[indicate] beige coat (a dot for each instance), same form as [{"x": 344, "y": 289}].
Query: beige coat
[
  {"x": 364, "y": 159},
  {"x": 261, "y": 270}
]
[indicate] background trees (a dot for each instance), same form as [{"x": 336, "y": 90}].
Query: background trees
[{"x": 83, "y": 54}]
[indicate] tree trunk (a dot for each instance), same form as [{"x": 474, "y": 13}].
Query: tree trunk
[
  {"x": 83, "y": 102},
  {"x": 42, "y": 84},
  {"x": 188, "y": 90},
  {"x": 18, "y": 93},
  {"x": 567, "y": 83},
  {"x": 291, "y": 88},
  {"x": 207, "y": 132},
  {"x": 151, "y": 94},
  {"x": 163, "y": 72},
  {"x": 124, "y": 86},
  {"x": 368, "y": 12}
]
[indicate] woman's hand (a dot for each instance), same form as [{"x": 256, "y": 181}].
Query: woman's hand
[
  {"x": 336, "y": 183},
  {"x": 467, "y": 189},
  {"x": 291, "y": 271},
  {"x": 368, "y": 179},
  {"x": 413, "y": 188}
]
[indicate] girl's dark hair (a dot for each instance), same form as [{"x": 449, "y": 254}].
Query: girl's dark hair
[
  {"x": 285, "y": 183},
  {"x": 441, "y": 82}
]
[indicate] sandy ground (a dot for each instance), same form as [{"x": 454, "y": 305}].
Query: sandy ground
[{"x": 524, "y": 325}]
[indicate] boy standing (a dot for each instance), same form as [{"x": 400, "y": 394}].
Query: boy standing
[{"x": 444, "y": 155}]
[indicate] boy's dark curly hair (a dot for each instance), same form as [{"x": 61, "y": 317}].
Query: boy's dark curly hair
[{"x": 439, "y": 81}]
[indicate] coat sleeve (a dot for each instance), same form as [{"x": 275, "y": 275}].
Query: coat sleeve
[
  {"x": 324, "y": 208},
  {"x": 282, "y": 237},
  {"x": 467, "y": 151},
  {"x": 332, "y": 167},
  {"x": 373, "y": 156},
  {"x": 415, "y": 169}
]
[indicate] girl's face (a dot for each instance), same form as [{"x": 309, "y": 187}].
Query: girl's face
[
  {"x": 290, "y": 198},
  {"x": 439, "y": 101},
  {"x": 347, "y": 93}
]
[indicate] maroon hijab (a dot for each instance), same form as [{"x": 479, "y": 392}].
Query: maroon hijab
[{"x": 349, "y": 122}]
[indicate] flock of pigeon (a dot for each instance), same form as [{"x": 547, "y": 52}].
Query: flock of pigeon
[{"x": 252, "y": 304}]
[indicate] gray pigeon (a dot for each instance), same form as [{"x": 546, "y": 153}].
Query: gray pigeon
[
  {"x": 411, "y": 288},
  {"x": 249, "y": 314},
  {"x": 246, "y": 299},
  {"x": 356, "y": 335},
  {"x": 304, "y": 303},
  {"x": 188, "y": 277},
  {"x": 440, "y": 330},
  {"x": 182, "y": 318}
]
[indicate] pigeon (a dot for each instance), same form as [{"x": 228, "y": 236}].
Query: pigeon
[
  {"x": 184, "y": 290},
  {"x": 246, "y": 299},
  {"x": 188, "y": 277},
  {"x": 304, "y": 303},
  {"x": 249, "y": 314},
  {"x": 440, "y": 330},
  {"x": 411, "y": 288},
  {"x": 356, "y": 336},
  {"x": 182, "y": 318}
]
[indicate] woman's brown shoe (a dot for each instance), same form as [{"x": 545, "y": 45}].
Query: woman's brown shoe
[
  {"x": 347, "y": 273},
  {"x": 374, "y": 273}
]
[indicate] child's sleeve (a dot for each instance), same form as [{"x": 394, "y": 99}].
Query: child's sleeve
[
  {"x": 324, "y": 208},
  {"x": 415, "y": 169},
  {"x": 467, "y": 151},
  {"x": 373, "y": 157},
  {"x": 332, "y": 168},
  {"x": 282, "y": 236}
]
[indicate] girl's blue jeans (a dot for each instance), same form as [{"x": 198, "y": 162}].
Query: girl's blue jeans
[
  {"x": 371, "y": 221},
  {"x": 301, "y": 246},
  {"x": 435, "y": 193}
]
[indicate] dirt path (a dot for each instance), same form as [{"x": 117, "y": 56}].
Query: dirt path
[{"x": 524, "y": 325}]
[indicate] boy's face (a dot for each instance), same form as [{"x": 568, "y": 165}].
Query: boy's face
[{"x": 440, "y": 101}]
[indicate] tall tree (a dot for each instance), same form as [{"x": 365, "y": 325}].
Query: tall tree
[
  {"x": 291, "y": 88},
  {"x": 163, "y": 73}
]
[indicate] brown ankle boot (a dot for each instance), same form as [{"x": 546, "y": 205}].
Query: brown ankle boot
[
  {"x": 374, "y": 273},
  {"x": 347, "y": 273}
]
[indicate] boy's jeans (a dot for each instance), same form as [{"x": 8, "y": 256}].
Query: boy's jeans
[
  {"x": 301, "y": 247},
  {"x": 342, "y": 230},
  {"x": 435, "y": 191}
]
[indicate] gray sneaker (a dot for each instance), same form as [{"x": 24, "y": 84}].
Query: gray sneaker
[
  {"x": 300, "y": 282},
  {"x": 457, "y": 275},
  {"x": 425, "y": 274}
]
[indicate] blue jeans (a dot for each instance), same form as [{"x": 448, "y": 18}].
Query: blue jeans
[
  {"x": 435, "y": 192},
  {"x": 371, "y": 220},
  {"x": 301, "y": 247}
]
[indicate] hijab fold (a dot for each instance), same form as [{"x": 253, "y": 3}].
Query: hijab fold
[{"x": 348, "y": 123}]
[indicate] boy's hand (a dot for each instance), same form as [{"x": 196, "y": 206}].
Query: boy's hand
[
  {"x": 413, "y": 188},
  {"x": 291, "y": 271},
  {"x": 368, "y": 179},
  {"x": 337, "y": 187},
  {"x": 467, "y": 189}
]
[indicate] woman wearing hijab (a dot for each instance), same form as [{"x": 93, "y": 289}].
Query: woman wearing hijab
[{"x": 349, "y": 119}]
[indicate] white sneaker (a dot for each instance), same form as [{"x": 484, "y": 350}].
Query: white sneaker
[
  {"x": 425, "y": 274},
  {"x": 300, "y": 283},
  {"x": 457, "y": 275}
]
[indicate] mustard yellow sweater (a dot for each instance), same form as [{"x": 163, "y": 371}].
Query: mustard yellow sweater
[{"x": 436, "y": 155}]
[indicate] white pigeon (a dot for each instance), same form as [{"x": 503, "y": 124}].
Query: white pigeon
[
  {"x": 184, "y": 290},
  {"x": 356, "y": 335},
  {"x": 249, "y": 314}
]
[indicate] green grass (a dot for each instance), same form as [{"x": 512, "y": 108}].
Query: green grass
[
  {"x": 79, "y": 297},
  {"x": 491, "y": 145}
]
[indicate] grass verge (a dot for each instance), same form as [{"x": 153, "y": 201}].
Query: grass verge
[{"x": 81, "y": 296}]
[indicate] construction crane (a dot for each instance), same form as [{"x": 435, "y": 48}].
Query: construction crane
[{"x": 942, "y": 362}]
==*==
SHORT PROBLEM
Rewrite the records from the line containing "[indicate] mustard yellow" through the end of the records, inclusive, replacing "pigeon" with "dove" and leaving everything else unchanged.

THE COMPLETED TASK
[indicate] mustard yellow sweater (a dot for each instance), same form as [{"x": 163, "y": 371}].
Query: mustard yellow sweater
[{"x": 436, "y": 155}]
[indicate] white dove (a dot for each instance), same form as [{"x": 503, "y": 124}].
Query: white dove
[
  {"x": 184, "y": 290},
  {"x": 356, "y": 335},
  {"x": 249, "y": 314}
]
[indicate] green grass (a dot for each instance), same form as [{"x": 512, "y": 108}].
Query: green grass
[
  {"x": 79, "y": 297},
  {"x": 491, "y": 145}
]
[indicate] grass verge (a dot for each instance), same form as [{"x": 153, "y": 201}].
Query: grass verge
[{"x": 81, "y": 296}]
[indicate] construction crane (a dot for each instance), same form as [{"x": 435, "y": 48}].
Query: construction crane
[{"x": 942, "y": 362}]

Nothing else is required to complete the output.